(Problem to solve)
The reply to the records below should contain exactly the lines from the line with "Query: cluster of daisies" through the line with "Query: small white bloom", and nothing besides.
** Opening Dataset extract block **
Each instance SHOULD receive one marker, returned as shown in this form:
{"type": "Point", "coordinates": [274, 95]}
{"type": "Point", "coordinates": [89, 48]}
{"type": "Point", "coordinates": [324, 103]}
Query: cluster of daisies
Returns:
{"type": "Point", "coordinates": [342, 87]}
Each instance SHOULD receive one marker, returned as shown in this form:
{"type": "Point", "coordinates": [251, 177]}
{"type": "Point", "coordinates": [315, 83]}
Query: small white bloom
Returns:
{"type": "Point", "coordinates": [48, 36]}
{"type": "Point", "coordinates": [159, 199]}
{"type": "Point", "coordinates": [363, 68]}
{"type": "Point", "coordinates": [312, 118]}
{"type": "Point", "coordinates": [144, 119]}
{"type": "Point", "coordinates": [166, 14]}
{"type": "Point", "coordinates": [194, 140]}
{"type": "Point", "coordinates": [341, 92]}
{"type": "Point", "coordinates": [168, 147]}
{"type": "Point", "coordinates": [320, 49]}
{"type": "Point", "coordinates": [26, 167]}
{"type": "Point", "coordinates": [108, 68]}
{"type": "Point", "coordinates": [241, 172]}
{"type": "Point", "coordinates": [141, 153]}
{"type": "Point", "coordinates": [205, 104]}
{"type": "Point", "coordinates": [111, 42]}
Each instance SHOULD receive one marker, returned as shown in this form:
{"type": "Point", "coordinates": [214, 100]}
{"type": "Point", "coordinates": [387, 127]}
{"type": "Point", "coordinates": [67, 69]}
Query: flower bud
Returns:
** Closing Dataset extract block **
(Written solution)
Query: cluster of daisies
Returns:
{"type": "Point", "coordinates": [342, 87]}
Each instance SHOULD receive one marker, returned as shown in this form:
{"type": "Point", "coordinates": [251, 177]}
{"type": "Point", "coordinates": [315, 83]}
Query: small white bloom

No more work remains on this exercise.